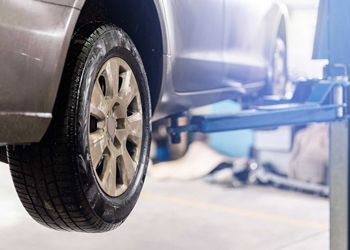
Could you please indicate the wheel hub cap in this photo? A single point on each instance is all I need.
(115, 127)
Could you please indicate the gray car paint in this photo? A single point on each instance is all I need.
(208, 55)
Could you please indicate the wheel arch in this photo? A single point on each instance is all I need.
(143, 21)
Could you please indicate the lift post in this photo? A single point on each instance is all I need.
(332, 43)
(327, 101)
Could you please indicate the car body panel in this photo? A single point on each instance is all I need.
(205, 57)
(33, 48)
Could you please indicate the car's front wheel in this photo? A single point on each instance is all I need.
(87, 172)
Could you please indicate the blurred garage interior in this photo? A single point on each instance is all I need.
(246, 190)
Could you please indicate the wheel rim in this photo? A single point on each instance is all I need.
(115, 127)
(279, 79)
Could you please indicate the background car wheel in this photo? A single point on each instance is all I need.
(279, 68)
(87, 172)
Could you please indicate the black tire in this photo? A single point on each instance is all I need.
(54, 178)
(3, 154)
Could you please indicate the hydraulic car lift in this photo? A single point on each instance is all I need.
(327, 100)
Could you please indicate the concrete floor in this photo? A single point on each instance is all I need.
(185, 215)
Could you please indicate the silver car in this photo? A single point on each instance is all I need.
(82, 80)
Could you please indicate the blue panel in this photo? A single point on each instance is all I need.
(234, 144)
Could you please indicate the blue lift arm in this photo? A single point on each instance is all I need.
(327, 102)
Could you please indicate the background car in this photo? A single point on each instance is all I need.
(81, 81)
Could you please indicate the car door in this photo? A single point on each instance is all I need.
(196, 43)
(244, 42)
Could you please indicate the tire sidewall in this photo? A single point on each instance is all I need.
(112, 43)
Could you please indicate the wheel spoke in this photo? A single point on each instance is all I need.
(112, 74)
(98, 145)
(116, 127)
(109, 175)
(128, 90)
(128, 168)
(134, 127)
(98, 106)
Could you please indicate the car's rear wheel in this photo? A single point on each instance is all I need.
(87, 172)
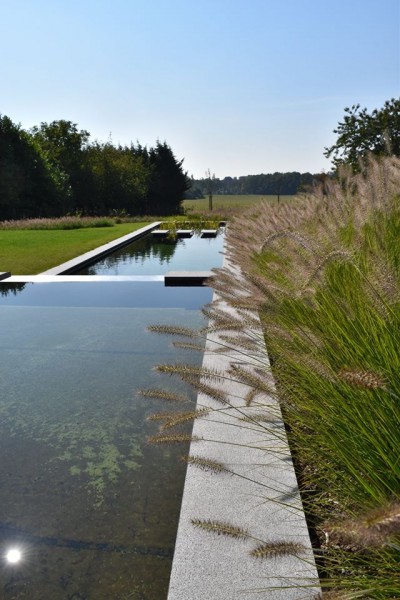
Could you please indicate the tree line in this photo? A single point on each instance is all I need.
(285, 184)
(53, 169)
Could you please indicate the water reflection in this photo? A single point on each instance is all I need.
(91, 505)
(149, 256)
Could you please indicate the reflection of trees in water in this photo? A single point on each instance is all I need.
(143, 249)
(6, 289)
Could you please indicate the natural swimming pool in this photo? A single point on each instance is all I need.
(92, 506)
(150, 256)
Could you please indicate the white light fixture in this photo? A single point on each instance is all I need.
(13, 556)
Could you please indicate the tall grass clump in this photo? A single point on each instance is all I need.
(323, 274)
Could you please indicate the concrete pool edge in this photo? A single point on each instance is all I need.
(215, 567)
(88, 257)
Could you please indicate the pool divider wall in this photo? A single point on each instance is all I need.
(267, 503)
(86, 259)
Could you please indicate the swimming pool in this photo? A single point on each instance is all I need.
(91, 505)
(150, 256)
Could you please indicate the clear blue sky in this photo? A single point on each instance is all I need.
(237, 86)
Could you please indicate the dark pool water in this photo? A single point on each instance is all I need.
(92, 506)
(149, 256)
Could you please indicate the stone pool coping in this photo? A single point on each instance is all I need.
(215, 567)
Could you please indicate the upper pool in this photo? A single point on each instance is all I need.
(150, 256)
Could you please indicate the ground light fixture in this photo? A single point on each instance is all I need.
(13, 556)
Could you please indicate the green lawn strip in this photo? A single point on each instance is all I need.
(28, 252)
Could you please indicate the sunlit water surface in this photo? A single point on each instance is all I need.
(92, 507)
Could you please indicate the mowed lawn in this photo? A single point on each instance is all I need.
(233, 202)
(28, 252)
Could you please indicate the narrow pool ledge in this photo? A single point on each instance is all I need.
(264, 499)
(85, 259)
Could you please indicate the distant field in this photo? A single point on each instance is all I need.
(222, 202)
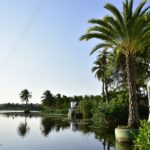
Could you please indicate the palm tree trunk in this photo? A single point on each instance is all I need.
(106, 92)
(103, 91)
(133, 118)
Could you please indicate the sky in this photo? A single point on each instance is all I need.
(40, 48)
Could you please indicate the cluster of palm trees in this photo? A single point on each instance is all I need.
(123, 50)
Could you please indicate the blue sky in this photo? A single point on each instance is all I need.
(49, 55)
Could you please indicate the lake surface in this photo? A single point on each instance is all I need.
(34, 132)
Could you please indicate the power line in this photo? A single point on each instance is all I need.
(24, 32)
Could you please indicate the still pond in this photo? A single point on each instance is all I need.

TASK BRIEF
Write out again every line above exactly as given; the pictures do not belong in the copy.

SOLUTION TO THIS EXERCISE
Could you please indicate the wheel hub cap in this photo? A single point on each instance is all I need.
(115, 127)
Could you please indicate the gray car paint in this photo? A single point on each instance is all I need.
(208, 55)
Could you please indicate the wheel arch in this photo? A single point on each instance is all I need.
(143, 21)
Could you please indicate the lift post in this photo? A single point on each instance is all I need.
(332, 43)
(327, 101)
Could you please indicate the car body panel in this photo? A single point on each instance is all I need.
(205, 57)
(33, 48)
Could you please indicate the car's front wheel in this photo? A single point on each instance is all I need.
(87, 172)
Could you please indicate the blurred garage interior in this photo? A single point on each instance is all I need.
(246, 190)
Could you please indicate the wheel rim in this photo? A single point on each instance is all I need.
(115, 127)
(279, 79)
Could you please indicate the background car wheel in this photo? A single point on each instance is all I need.
(279, 68)
(87, 172)
Could you please indicate the black tire in this photo? A single point on each instance is all I need.
(54, 178)
(3, 154)
Could you please indicate the hydraulic car lift in this photo? A single point on each instance is all I need.
(327, 100)
Could you please indicate the concrete floor in this photo? A single point on each instance is all I need.
(185, 215)
Could you please indicate the silver car in this photo? A single point on each instance is all I need.
(82, 80)
Could you please indicate the blue panel in this photo? A single point on each instance is all I need.
(234, 144)
Could you please indicate the blue lift arm in this photo? A single point on each instance is all I need.
(327, 102)
Could you please indicate the background car in this photo? A single point on each instance is all I need.
(81, 81)
Could you please indicate the car door in this photo? A single point on each instance is all I need.
(196, 43)
(244, 42)
Could you please indicate the tire sidewall in this photo? A single point on each instance is all I need.
(112, 43)
Could you please indicate the wheel spoke in this photo? A single point on each instance is all I need.
(112, 74)
(98, 145)
(116, 127)
(109, 175)
(128, 90)
(128, 168)
(134, 127)
(98, 106)
Could you please indicate the car's rear wheel in this photo? A single point on each instance is all I need.
(87, 172)
Could you please indicate the tree line in this photo? A single point on each instance is all I need.
(285, 184)
(53, 169)
Could you please indicate the water reflection in this photo? A single point on each instance is all I need.
(91, 505)
(149, 256)
Could you please indicate the reflection of trees in water in this photo? A single point on each instance is all I need.
(143, 249)
(6, 289)
Could you please indicate the natural swimming pool in this photo? A single point on each instance is all I need.
(92, 506)
(150, 256)
Could you please indicate the white light fixture in this photo? A single point on each instance is all I need.
(13, 556)
Could you please indicate the tall grass clump in this photo? A single point on each instance is all I need.
(323, 274)
Could you please indicate the concrete pool edge in this photo? A single point on each instance is all I need.
(215, 567)
(88, 257)
Could you please indicate the pool divider wall in this photo? A single point on each instance is all I need.
(267, 503)
(86, 259)
Could you please indicate the swimming pool in this photo? A single point on each instance is all I need.
(91, 505)
(150, 256)
Could you please indicate the clear blue sky in this photo? A single point on each instance is all I need.
(237, 86)
Could you please indicate the dark pool water in this photo? A single point on each instance is all I need.
(92, 506)
(149, 256)
Could you please indicate the stone pool coping in this photo? A single point on each instance is all I need.
(215, 567)
Could you please indicate the upper pool in this photo? A single point on each instance is all I need.
(150, 256)
Could you please indicate the ground light fixture in this photo? A single point on each instance is all I need.
(13, 556)
Could you please indicate the green lawn strip in this photo? A single point on each instance is all I need.
(28, 252)
Could you please indicate the sunlit water surface in this photo? A single point on each instance is all I need.
(92, 507)
Could you please indicate the mowed lawn in this photo? A single point on each instance is all I need.
(233, 202)
(28, 252)
Could you please indicate the narrow pool ledge in this photo? A single point on each instance is all I need.
(264, 499)
(85, 259)
Could you please indicate the distant field in this photo? A single point on each instance is all I need.
(222, 202)
Could you please indicate the palm tree trunk in this photo? A single point on each instance is all I need.
(106, 92)
(103, 91)
(133, 118)
Could you please indicate the sky in this photo? A single point on each instance is all I need.
(40, 48)
Could you please indicate the cluster of palm trees in this photo? A single point on each instance is all I need.
(123, 50)
Could you please indicate the blue sky in this photo? A single point on each instance is all I need.
(49, 55)
Could you please indicate the lake surface in this photo? A single point on each instance is all I need.
(34, 132)
Could you please indicate the power line in this photo? A single point on each instance is all I need.
(24, 32)
Could you please indicate the still pond in this photo? A single point on each instance is all I need.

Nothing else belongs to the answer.